Text segment
The visit infuriated American officials, who felt it undercut efforts to press Iran on its nuclear program while lending international legitimacy to the Iranian president. Brazil’s relationship with Iran has also complicated American maneuvering at the United Nations, where Brazil holds a rotating seat on the Security Council. Just last week, Brazil’s president, Luiz Inácio Lula da Silva, restated his opposition to the administration’s sanctions proposal, warning, “It is not prudent to push Iran against a wall.”

Carter Lawson, the Export-Import Bank’s deputy general counsel, acknowledged that Mr. Ahmadinejad’s visit was “problematic for us, and it raised our antenna.” He said that since December the bank had been operating under a new budget rule requiring borrowers to certify that they had no continuing operations in Iran’s energy industry, and was carefully monitoring Petrobras’s activities.

In the meantime, Petrobras’s Tehran office remains open. And Diogo Almeida, the acting economic attaché at the Brazilian Embassy in Iran, said that while Petrobras was currently assessing how much it could invest in Iran, given the huge discovery off Rio de Janeiro, company officials were in active discussions with the Iranian government and were interested in pursuing new business.

Opportunities for Profit

For all the American rules and focus, there is still plenty of room for companies to profit in crucial areas of Iran’s economy without fear of reprisal or loss of United States government business.

Auto companies doing business in Iran, for instance, received $7.3 billion in federal contracts over the past 10 years. Among them was Mazda, whose cars in Iran are assembled by a company called the Bahman Group. A 45 percent share in Bahman is held by the Sepah Cooperative Foundation, a large investment fund linked to the Revolutionary Guards, according to Iranian news accounts and a 2009 RAND Corporation report prepared for the Defense Department.

Extracted records
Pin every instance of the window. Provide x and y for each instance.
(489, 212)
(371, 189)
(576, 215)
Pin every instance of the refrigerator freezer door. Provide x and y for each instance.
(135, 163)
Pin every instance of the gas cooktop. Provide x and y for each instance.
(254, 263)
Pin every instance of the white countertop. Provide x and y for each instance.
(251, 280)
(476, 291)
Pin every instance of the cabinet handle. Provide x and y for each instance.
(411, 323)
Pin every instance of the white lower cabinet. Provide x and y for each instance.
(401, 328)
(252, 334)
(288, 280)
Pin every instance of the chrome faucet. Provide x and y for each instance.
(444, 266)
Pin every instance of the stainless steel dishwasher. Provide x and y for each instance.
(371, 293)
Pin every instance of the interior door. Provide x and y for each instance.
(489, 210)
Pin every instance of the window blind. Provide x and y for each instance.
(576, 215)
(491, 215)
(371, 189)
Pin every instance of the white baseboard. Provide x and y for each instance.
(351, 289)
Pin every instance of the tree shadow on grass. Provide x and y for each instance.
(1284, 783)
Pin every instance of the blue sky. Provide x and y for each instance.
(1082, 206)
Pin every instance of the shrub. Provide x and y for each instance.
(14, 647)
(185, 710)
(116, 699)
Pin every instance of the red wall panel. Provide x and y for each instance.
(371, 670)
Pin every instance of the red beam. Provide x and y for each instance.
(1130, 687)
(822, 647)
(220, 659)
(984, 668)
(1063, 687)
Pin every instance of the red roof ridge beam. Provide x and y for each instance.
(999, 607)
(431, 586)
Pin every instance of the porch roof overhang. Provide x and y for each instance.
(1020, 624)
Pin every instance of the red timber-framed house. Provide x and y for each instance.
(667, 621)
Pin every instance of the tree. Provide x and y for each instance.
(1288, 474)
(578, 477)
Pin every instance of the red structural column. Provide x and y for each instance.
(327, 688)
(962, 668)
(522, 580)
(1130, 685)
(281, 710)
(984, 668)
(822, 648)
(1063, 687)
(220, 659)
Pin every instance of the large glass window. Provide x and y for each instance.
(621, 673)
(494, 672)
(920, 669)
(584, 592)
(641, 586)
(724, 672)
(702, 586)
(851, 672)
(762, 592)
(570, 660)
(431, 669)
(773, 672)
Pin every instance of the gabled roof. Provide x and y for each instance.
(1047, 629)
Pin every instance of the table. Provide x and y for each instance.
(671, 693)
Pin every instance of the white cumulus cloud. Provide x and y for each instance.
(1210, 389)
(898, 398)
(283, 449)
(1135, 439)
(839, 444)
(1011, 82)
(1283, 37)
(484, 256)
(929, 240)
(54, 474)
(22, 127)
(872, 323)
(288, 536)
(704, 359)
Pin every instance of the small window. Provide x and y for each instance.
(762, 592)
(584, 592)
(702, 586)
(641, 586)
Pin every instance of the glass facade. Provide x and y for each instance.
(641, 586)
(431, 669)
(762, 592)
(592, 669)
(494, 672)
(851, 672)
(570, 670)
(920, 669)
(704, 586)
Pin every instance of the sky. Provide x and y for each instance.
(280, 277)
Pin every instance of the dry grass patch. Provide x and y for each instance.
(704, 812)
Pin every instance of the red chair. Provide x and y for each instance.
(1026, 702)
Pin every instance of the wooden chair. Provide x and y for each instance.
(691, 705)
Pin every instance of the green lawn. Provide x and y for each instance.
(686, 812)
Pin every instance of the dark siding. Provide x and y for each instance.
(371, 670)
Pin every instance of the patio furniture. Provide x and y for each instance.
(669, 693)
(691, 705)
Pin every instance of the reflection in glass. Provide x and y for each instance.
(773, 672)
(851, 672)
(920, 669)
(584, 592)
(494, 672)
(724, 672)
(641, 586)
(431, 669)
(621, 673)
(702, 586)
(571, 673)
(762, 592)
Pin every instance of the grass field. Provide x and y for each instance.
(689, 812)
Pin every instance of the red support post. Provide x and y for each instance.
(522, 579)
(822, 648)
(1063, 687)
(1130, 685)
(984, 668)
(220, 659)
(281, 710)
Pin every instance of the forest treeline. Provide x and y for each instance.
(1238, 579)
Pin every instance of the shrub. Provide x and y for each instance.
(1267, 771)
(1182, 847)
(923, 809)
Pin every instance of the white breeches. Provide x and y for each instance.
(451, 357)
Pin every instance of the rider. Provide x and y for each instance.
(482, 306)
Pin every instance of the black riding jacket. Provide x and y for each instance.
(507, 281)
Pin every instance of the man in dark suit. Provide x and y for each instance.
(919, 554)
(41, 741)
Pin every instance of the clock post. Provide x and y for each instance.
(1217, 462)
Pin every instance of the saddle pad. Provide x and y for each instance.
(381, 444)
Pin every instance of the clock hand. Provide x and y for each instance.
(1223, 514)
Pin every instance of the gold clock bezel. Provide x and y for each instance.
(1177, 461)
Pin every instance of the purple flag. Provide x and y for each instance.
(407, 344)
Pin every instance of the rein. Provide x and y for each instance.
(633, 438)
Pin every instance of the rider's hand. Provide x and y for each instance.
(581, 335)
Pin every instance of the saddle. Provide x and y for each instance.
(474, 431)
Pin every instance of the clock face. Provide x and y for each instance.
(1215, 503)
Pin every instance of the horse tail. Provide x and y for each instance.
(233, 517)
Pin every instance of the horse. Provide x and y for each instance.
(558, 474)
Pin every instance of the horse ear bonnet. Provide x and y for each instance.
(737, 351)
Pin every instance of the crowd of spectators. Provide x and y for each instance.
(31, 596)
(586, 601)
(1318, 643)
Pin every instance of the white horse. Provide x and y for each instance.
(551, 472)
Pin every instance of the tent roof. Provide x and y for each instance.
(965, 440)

Check your understanding
a) Answer these questions from the text on business ties with Iran:
(i) On which body does Brazil hold a rotating seat?
(ii) Since December, what must borrowers from the Export-Import Bank certify?
(iii) What share in the Bahman Group does the Sepah Cooperative Foundation hold?
b) Resume the text on business ties with Iran, beginning right after its last sentence.

Results by task
a)
(i) The Security Council at the United Nations.
(ii) That they have no continuing operations in Iran's energy industry.
(iii) A 45 percent share.

b)
A Mazda spokesman declined to comment, saying the company was unaware of the links.

Even companies based in the United States, including some of the biggest federal contractors, can invest in Iran through foreign subsidiaries run independently by non-Americans.

Honeywell, the aviation and aerospace company, has received nearly $13 billion in federal contracts since 2005. That year it acquired Universal Oil Products, whose British subsidiary is working on a project to expand gasoline production at the Arak refinery in Iran. Universal recently received a $25 million federal grant for a clean-energy project in Hawaii.

In a statement, Honeywell said it had told the State Department in January that while it was fulfilling its Arak contract, it would not undertake new projects in Iran.

Ingersoll Rand, another American company with foreign subsidiaries, says it is evaluating its “minor” business in Iran in light of the political climate. But for now, according to a spokesman, Paul Dickard, it continues to sell air-compression systems with a “wide variety of applications,” including in the oil and gas industries and in nuclear power plants.

Senator Byron L. Dorgan, a North Dakota Democrat, tried to close the foreign subsidiary loophole after a furor erupted in 2004 over Halliburton, former Vice President Dick Cheney’s old company, which had used a Cayman Islands subsidiary to sell oil-field services to Iran. But he said he was unable to overcome business opposition.

William A. Reinsch, president of the National Foreign Trade Council, lobbied against Mr. Dorgan’s bill and has opposed other unilateral sanctions. He argues that their futility can be seen in the intransigence of the Iranian government and the way American oil companies have simply been replaced by foreign competitors. Moreover, many foreign companies with business interests in Iran are also large American employers; deny them federal contracts and other benefits, Mr. Reinsch said, “and it’s those workers who will pay the price.”

But Hans Sandberg, senior vice president of Atlas Copco, which is based in Sweden, offered a different perspective. Atlas Copco’s sales of mining and construction equipment to Iran are dwarfed by its American business, including military contracts. If forced to choose, he said: “It would be no problem. We wouldn’t trade with Iran.”